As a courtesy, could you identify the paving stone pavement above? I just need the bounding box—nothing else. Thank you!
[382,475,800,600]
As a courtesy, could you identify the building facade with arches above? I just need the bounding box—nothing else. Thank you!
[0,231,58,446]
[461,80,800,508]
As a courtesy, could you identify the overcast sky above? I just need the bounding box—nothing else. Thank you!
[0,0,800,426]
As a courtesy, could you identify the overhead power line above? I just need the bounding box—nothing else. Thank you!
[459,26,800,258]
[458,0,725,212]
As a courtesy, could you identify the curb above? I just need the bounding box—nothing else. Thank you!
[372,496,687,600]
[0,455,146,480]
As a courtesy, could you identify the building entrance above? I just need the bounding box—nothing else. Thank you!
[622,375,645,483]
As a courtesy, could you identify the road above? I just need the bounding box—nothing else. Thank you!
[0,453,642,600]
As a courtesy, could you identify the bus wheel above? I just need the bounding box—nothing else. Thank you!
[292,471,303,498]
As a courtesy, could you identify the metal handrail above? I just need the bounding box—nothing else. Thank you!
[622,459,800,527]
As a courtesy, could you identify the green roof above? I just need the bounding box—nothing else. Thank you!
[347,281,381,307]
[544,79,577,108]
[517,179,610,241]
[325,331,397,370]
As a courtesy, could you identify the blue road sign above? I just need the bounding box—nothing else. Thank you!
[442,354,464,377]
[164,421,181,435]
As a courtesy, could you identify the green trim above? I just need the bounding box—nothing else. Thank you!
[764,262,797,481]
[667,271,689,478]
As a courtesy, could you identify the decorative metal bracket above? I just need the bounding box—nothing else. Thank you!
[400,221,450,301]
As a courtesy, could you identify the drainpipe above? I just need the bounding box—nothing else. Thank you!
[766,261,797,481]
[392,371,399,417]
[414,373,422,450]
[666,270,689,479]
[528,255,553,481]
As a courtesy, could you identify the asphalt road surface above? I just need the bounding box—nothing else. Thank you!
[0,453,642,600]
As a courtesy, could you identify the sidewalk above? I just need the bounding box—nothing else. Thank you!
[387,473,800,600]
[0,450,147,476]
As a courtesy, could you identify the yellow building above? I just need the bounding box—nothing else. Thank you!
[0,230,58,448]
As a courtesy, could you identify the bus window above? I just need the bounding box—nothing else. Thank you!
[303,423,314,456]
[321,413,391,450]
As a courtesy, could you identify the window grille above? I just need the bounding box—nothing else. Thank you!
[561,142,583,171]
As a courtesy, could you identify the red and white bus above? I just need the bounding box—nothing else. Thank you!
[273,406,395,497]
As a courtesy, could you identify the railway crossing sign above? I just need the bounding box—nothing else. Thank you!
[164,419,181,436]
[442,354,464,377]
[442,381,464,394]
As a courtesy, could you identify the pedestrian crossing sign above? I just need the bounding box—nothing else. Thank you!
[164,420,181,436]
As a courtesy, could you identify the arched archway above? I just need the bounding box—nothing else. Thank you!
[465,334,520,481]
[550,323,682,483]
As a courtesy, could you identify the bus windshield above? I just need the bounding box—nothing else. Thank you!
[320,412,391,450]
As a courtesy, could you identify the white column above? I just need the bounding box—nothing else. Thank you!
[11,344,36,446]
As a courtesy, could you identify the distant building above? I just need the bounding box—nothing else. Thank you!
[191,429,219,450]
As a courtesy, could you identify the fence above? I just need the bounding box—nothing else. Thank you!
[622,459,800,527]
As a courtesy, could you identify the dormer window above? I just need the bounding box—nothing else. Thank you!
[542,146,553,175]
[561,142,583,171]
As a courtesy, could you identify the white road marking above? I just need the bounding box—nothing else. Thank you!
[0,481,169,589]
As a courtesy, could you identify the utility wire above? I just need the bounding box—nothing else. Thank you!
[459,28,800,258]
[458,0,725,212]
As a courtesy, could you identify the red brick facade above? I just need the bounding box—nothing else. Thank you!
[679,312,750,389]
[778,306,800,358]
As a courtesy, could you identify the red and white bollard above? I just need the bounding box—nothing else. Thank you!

• **Problem to solve**
Reproduce all of the items above word for word.

• **Exercise answer**
As a courtesy, could you identify the paving stone pavement above? I just need the bounding box—nothing else. Thank you!
[382,475,800,600]
As a courtesy, could you identify the building facade with arches above? I just need the bounding box—nothing else. Thank you!
[0,231,58,446]
[461,80,800,508]
As a courtesy, could you identify the overcast sky above? I just need the bounding box—nothing else. Thank you!
[0,0,800,426]
As a courtesy, could you identify the overhead power line above? I just need the bounding box—nothing else. Thank you!
[459,26,800,258]
[458,0,725,212]
As a courtesy, could you identify the curb above? I just need the bounding box—nothing else. Thank you!
[372,496,687,600]
[0,455,146,480]
As a courtesy, could you identify the building entrance above? I just need the bounding box—nothing else. Thank you!
[622,375,645,483]
As a courtesy, could you identify the road above? I just need the bounding box—nothing else. Thank you!
[0,453,642,600]
As a courtesy, could you identify the bus wheel above? I just need the bounding box—nothing else. Thank you!
[292,471,303,498]
As a courtesy, could you identify the metal handrail above? I just need the bounding box—nothing else. Thank you!
[622,459,800,527]
As a courtesy, could you identify the green roof above? I just need the bounding box—nothing else. Thank you!
[347,281,381,307]
[544,79,577,108]
[517,179,610,241]
[325,331,397,370]
As a courtesy, could you identify the blue road sign above? I just need the bounding box—nothing else. Thank you!
[442,354,464,377]
[164,421,181,435]
As a courtesy, could you identify the green trim above? I just need the bounding box—nothing else. Thank you!
[764,262,797,481]
[667,271,689,478]
As a courtesy, could you identify the decorative metal bracket above? I just need the bounding box—nothing else. Thank you!
[400,221,450,301]
As a courtesy, could you identify the drainpipe above? I just need the bounding box—nothing else. Thank you!
[766,261,797,481]
[392,371,399,417]
[414,373,422,450]
[666,270,689,479]
[528,255,553,481]
As a courtesy, could you identify the asphalt road surface above? I just need the bounding box—nothing else. Thank you!
[0,453,642,600]
As a courtesy, could you identify the sidewalk above? I just need the bounding box—nothing else. Thank you!
[387,473,800,600]
[0,450,147,476]
As a courtesy, could you identify the yellow building above? I just need the bounding box—nothing else. Thank you!
[0,230,58,448]
As a courtesy, could you identify the bus window above? I just need the bounding box—nothing else. Thank you!
[303,423,314,456]
[321,413,391,450]
As a courtesy, could you identify the window grille above? I just need the bounding box—nothing else. Thank you!
[561,142,583,171]
As a courtesy, could you identify the red and white bus above? I just need the bounding box—nothing else. Thank you!
[273,406,395,497]
As a courtesy, could you identify the railway crossing sign above? I just need the bounding box—nothing else. Thank you!
[164,419,181,436]
[442,354,464,377]
[442,381,464,394]
As a courtesy, could you identify the pedestrian crossing sign above? I just need the bounding box—nothing else. Thank you!
[164,420,181,436]
As a courtesy, could you identify the arched archway above? I just need the bounding box—nothing else. Thank you!
[465,334,520,481]
[550,323,682,483]
As a courtesy, could you identify the bus windshield above? I just need the bounding box—nothing else. Thank you!
[320,412,391,450]
As a courtesy, could you identify the white column above? I just need the bounding box—nothing else. Thank you!
[11,344,36,446]
As a courtesy, could you identify the distant building above? I just need the bounding box—nothing else. Thank you!
[191,429,219,450]
As a courtesy, could you identify the fence above? I just need the bounding box—nothing else. Thank you!
[622,459,800,527]
As a courtesy, could you identify the dormer window above? I just need the bounding box—nothing else. Thank you!
[542,146,553,175]
[561,142,583,171]
As a courtesy, could you identify the white road marking above? I just need the bounding box—nothing else. Thank you!
[0,481,169,589]
As a courtesy, could you identify the utility wire above? I just need the bounding box—nothing else. Thank you!
[459,28,800,258]
[458,0,725,212]
As a courtesy, could you identify the red brick facade above? I just need the bounding box—nothing else. Thank you!
[679,312,750,389]
[778,306,800,358]
As a courtesy, could you identify the red and white bollard above? I just need the bounding box—nothing else. Thank you!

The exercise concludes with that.